## [Instruction]
Copy out the lines of the records between the line holding "Where can you find the orange blanket" and the line holding "Where can you find the orange hi-vis", inclusive, without changing anything.

## [Dataset records]

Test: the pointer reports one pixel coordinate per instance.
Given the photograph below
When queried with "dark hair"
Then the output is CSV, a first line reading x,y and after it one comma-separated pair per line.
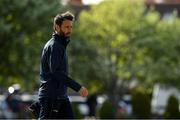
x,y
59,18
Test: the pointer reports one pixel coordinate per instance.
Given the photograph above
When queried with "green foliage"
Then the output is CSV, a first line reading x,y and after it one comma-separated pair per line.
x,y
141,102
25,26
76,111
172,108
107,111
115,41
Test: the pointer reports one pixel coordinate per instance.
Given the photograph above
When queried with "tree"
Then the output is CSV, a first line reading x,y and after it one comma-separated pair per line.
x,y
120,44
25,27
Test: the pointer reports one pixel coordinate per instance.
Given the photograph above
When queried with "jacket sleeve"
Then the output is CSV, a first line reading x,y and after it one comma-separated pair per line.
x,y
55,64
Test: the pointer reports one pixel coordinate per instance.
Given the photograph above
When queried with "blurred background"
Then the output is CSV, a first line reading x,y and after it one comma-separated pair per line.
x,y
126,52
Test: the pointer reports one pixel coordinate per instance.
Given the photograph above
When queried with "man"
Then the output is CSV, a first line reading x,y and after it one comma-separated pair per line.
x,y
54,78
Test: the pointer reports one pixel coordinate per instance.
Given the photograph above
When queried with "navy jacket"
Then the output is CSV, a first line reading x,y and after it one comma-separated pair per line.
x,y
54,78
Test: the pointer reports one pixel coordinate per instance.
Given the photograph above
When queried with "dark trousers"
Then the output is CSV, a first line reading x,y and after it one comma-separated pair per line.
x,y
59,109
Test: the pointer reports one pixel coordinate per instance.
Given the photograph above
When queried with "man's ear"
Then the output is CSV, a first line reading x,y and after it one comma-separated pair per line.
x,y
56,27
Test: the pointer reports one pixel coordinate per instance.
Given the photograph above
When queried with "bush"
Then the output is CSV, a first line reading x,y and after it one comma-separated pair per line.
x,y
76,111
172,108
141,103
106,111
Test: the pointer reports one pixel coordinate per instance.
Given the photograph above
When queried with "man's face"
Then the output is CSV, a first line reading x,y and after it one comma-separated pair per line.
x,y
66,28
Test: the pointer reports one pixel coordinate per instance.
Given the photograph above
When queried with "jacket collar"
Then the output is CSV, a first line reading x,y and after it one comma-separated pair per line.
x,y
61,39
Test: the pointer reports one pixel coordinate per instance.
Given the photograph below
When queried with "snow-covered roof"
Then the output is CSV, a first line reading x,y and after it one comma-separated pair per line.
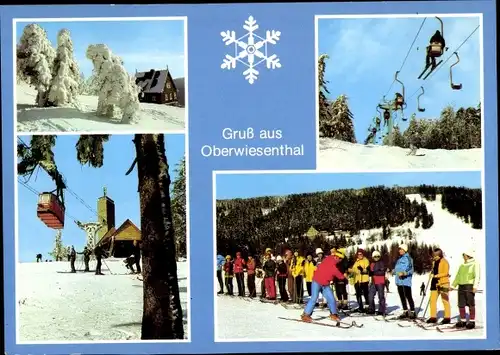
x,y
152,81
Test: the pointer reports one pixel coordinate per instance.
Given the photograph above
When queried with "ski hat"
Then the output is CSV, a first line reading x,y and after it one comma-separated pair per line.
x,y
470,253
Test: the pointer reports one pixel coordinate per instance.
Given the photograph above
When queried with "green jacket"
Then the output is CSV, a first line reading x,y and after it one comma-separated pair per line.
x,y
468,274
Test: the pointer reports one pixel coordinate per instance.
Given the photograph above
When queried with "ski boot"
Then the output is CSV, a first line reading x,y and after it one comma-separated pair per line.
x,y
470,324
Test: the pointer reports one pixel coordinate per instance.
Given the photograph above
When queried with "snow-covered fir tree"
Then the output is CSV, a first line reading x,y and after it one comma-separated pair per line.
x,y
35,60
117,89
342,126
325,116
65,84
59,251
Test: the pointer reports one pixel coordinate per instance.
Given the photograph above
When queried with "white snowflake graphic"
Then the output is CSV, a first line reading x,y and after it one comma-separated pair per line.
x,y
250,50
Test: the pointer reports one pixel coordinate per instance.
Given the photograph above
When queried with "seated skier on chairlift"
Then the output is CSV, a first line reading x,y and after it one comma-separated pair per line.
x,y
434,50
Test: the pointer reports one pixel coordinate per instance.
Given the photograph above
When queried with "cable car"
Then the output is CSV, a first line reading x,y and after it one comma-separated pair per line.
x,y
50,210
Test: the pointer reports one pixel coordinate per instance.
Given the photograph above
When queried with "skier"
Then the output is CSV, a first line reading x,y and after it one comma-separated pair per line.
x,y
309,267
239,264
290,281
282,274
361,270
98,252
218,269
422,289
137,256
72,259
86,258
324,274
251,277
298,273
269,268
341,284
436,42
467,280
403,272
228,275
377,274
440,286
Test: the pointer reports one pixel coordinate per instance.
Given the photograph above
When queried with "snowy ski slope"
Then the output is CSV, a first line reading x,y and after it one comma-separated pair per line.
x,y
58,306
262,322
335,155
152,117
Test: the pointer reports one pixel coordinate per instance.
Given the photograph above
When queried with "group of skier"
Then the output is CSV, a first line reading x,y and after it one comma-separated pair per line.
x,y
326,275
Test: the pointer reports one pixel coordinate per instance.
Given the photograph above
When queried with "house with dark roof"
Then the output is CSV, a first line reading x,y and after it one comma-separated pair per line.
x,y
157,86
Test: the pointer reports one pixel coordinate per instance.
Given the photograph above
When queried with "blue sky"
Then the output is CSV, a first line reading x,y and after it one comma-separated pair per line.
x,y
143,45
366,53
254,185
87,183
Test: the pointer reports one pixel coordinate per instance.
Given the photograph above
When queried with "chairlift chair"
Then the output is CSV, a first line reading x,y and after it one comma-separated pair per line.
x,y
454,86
==
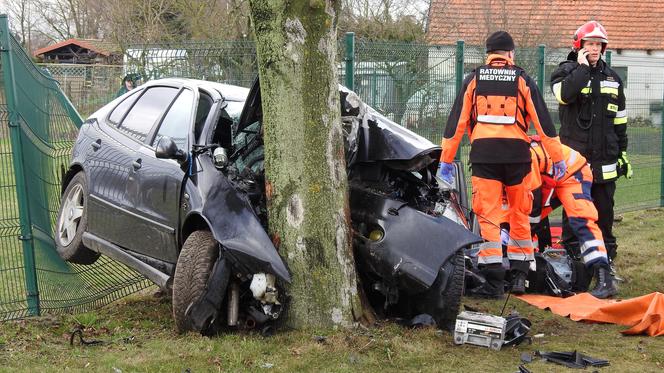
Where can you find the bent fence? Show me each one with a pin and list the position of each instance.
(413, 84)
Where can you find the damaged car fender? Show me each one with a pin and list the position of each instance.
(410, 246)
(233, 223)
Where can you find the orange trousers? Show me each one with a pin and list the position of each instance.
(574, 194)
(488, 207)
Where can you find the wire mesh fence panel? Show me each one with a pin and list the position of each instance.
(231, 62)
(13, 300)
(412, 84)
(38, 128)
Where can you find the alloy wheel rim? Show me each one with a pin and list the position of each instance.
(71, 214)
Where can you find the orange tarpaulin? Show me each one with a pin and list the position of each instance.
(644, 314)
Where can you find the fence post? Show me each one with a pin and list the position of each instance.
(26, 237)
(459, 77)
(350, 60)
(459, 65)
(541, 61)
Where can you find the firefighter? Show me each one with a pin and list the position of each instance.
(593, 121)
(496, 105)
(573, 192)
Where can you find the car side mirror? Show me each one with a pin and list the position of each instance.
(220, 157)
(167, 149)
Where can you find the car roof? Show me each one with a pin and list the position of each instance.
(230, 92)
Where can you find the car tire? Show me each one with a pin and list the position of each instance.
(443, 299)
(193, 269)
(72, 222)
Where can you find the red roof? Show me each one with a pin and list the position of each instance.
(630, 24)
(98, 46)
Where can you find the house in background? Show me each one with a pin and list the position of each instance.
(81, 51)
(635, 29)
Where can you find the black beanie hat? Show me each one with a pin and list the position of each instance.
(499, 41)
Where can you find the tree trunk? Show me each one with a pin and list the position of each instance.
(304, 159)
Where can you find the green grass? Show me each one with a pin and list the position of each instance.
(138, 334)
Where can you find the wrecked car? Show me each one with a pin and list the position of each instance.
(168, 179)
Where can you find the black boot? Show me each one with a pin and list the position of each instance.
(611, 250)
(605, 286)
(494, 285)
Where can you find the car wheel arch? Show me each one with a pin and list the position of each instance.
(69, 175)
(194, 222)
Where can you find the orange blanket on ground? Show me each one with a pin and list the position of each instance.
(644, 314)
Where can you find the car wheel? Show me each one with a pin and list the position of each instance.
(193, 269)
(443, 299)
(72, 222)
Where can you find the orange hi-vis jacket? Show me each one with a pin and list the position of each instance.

## [Result for this exercise]
Where can you find the orange blanket on ground? Show me each one with a pin and list the position of each instance.
(644, 314)
Where can you find the car wheel? Show me each one with a pin and list the position of each instance.
(193, 269)
(443, 299)
(72, 222)
Where can you find the orange hi-vis jacket? Show me each one with a pin and list the position of each instance.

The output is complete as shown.